The task ▸ Print these lines exactly as they appear, covering all of the records below, but omit the pictures from your answer.

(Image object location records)
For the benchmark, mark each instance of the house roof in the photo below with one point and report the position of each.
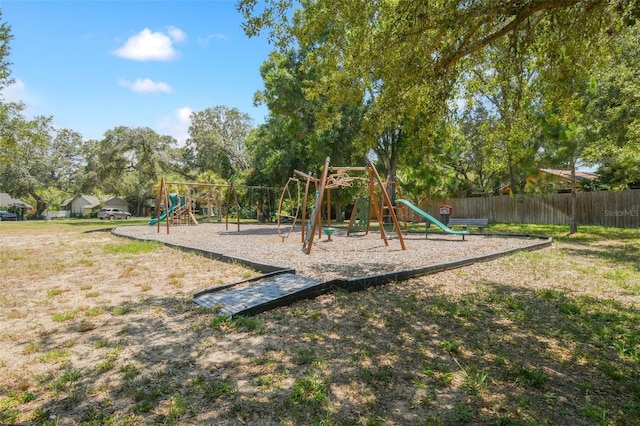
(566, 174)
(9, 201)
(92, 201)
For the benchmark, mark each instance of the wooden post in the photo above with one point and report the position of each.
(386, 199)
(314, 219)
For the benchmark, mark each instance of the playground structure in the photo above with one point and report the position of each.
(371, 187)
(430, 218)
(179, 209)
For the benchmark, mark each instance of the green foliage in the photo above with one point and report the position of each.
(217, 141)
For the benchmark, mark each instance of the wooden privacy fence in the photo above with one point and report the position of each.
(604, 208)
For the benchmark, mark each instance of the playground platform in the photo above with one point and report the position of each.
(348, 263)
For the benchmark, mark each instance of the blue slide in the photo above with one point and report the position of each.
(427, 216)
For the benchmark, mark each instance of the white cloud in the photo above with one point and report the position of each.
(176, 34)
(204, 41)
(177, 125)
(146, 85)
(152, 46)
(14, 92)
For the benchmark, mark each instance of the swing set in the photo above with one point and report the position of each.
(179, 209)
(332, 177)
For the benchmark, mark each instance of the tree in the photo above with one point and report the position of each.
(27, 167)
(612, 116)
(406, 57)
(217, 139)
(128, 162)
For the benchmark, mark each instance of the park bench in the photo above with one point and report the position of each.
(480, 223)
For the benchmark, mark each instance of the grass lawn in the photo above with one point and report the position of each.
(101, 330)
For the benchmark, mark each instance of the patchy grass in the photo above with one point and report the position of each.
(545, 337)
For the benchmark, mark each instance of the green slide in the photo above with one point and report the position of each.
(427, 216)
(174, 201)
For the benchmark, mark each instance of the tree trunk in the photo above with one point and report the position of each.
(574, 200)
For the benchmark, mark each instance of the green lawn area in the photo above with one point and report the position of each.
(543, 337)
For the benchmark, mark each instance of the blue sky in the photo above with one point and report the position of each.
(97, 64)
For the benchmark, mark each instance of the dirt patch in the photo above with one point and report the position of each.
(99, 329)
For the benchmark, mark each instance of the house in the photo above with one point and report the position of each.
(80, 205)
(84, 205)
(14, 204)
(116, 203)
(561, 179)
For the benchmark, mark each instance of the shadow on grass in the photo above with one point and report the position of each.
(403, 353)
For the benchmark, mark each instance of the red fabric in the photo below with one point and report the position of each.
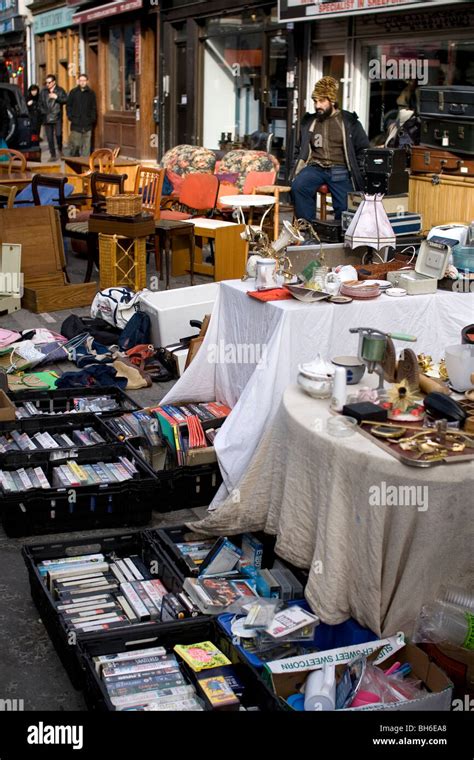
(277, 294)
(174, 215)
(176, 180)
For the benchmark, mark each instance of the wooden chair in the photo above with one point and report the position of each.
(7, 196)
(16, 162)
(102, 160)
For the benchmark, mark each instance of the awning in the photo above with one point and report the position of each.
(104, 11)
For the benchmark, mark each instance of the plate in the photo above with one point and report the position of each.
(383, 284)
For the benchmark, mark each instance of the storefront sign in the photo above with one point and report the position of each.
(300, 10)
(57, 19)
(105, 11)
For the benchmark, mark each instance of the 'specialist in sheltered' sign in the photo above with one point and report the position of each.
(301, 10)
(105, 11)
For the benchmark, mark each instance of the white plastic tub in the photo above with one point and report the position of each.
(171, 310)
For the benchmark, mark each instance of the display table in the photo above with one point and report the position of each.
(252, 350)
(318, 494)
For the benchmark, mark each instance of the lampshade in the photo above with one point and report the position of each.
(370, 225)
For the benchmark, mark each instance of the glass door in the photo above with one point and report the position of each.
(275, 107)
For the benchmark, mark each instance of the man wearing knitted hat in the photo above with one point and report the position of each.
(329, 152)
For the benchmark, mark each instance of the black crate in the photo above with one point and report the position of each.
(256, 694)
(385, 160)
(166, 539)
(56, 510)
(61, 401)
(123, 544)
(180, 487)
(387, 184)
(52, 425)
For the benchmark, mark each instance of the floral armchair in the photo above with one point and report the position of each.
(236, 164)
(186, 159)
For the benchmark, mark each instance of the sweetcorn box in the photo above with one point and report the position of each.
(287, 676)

Solution to this exercise ▸
For the benchmark, mark each instance of the house roof in the photo below with one point and report the position of each.
(566, 174)
(9, 201)
(92, 201)
For the benchmark, mark each instance of the wooden post in the photo above with one point and report the position of each.
(386, 199)
(314, 219)
For the benchmark, mark each instance of the playground structure in the photo above with one point and report the position of each.
(371, 187)
(430, 218)
(179, 209)
For the benchmark, mark each instance of the green foliage in the photo above with one point and report the position of each.
(217, 141)
For the benchmark, mark each instance of the wooden privacy fence in the photo above with one point and report the position of each.
(604, 208)
For the benchmark, mark each instance of the playground platform in the photo above with one point and report the position of each.
(348, 263)
For the benchmark, mark each instance of the blue slide in the photo above with one point and report the position of each.
(427, 216)
For the benchmark, mark each instance of the white cloud in the photo above with one point and report the position of each.
(176, 34)
(204, 41)
(177, 125)
(146, 85)
(152, 46)
(14, 92)
For the benchmark, mark each instance of the swing set in the photo above with one point and report the position of each.
(179, 209)
(332, 177)
For the benchmark, mark each instance of the tree in the photo above with one point and report the position of each.
(27, 167)
(612, 116)
(406, 57)
(217, 139)
(128, 162)
For the benchmark, mark each instance of the park bench in the photo above with one point and report the position of each.
(480, 223)
For the benchmark, mark each instance of the grass lawn in the photo above with one point and report the position of each.
(101, 330)
For the benchmark, mark each instance of the patchy grass in the photo above with one point and report the position of each.
(545, 337)
For the benchmark, mark each instance of the green slide in the photo above with one point and report the position of each.
(427, 216)
(174, 201)
For the benchmark, mark each instance of the tree trunk in the photo above with one point and report the position of each.
(574, 200)
For the benchmark, mark each instance of the green lawn area in the photo above with one point and report the position of each.
(543, 337)
For the benchmark, mark each instance of the blue sky in the photo above with one point and report the position of each.
(97, 64)
For the benchmark, mark each instance of the dirt patch in the photo above with one point and report the position of each.
(99, 329)
For the benchmark, mark each instance of the house in the photo above with one point and report the position of each.
(80, 205)
(84, 205)
(14, 204)
(116, 203)
(561, 179)
For the benchmark, mark each instance of the shadow on grass in the photo above with one point and report the position of each.
(403, 353)
For the benchmark, mark each instance of the red fabric in the photo below with one point and report the position of each.
(277, 294)
(174, 215)
(176, 180)
For the benchmark, mark each instance of the wooden chair in the photo above with one point and report the position of each.
(7, 196)
(16, 162)
(102, 160)
For the benchmark, mark each instance of the awning in the photo above with one point and report the position of each.
(104, 11)
For the benchmark, mark each instance of the plate in the photo above with one point and report the position of each.
(383, 284)
For the benchmark, mark each instance of the storefront sign in the photo above with one point and report the position of each.
(300, 10)
(57, 19)
(105, 11)
For the benchmark, mark each instance of the 'specialist in sheltered' sign in the photo above with one point and report the position of each.
(301, 10)
(105, 11)
For the benchmark, mark each instance of the white plastic tub in the photo above with one point and report the position of each.
(171, 310)
For the benchmark, mark each instance of the display table in the photo above with one point and report the position of each.
(252, 350)
(318, 494)
For the benchmark, mark each instance of the lampshade in the photo above with one point and report the position of each.
(370, 225)
For the benchmark, mark each instance of the glass door in the photo above with one point and report the position of each.
(275, 107)
For the benchmark, mark each instance of the man wearing knitted hat in the photo above with one point and report the position of each.
(329, 152)
For the benchmark, mark each instance of the black crate in the photo above with one point and report the position of each.
(256, 694)
(385, 160)
(166, 539)
(56, 510)
(61, 401)
(123, 544)
(180, 487)
(387, 184)
(52, 425)
For the benchmark, mark each instance of the floral armchair in the photo above with one point and report the position of each.
(236, 164)
(186, 159)
For the benchmark, mark each instance of the sweetcorn box in the photo above with one point and report the position of each.
(287, 676)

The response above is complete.